- Requirement: Work through the data below and copy out every line where "instance" is found.
BEGIN
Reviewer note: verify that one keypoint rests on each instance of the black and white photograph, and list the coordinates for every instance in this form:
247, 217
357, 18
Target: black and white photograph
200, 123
END
BEGIN
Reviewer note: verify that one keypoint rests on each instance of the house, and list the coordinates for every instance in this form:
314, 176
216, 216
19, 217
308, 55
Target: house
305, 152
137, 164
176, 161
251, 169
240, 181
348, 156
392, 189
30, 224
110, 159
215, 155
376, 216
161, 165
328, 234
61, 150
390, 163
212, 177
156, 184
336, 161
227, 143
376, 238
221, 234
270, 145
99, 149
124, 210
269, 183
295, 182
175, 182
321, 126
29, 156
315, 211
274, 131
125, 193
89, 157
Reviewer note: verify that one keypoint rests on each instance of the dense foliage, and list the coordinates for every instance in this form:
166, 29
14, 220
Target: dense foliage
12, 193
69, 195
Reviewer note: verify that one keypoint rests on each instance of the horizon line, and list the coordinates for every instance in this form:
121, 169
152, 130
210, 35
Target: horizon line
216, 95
END
- Final answer:
Reviewer note: verify that one keypoint rests on each instance of the black and white photograph, and list the coordinates for every instance in this form:
Reviewer note: verify that one keypoint rests on each instance of the house, and list the coordinates for every instance in this form:
Reviewer note: verify that one keypoint rests on each instance of the dense foliage, and list the coordinates for every instance in this form:
Reviewer note: verify that one keypoint rests on each instance of the horizon line, and list the coordinates for every instance in this form:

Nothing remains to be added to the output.